(Dataset entries)
▬▬▬▬▬▬▬▬▬▬

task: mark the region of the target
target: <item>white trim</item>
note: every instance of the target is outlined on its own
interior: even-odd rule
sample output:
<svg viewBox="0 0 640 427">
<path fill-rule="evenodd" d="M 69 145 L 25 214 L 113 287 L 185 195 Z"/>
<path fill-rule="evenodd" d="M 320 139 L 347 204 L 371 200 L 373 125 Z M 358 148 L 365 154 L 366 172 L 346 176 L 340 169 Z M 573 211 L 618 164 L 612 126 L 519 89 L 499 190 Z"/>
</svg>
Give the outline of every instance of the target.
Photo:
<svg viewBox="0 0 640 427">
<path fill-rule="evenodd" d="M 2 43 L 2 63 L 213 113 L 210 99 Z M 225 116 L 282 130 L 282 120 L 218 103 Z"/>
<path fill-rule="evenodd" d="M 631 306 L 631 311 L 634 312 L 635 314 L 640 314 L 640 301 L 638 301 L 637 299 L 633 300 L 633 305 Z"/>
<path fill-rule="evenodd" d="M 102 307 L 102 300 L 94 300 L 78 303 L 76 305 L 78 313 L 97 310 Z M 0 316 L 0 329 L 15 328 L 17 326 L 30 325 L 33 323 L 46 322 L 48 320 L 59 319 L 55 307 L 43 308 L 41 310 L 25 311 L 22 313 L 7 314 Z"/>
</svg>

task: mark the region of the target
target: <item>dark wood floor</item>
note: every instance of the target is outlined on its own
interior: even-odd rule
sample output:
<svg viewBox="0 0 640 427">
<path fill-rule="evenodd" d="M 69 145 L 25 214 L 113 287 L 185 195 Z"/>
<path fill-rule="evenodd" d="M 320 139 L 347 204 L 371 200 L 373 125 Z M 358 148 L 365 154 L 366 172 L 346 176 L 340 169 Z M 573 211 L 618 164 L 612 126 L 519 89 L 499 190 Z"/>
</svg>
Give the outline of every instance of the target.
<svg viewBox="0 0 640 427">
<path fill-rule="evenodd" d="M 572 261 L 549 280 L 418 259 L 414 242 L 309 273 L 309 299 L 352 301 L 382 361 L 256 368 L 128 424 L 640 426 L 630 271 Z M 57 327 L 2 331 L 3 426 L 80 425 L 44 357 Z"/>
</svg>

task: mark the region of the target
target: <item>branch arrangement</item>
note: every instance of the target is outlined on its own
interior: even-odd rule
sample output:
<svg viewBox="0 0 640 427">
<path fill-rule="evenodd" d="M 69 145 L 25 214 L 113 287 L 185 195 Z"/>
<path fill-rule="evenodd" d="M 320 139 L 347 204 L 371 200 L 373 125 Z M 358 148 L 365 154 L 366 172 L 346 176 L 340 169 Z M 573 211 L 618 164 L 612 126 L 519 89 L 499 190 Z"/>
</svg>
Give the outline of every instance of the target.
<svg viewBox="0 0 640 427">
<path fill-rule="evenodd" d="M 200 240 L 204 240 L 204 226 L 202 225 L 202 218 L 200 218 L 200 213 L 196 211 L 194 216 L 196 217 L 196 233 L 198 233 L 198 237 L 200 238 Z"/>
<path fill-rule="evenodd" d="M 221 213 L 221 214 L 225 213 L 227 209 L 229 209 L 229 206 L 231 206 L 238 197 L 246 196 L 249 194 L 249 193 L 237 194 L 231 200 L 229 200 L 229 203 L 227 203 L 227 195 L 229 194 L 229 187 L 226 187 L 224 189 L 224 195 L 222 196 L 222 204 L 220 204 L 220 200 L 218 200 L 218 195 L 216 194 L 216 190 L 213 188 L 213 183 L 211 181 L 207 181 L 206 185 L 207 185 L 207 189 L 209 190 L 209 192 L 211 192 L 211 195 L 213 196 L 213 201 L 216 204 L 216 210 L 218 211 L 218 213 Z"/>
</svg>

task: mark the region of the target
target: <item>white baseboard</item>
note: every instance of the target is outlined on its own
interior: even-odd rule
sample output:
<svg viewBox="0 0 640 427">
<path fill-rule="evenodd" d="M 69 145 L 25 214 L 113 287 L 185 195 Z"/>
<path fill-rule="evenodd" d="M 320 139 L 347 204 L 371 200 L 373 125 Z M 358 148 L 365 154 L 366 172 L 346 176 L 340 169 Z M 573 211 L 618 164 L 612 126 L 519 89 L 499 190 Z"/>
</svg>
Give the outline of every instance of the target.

▬▬▬▬▬▬▬▬▬▬

* [About this task] Would you copy every line of the entries in which "white" appears?

* [Solution]
target: <item>white trim</item>
target: <item>white baseboard</item>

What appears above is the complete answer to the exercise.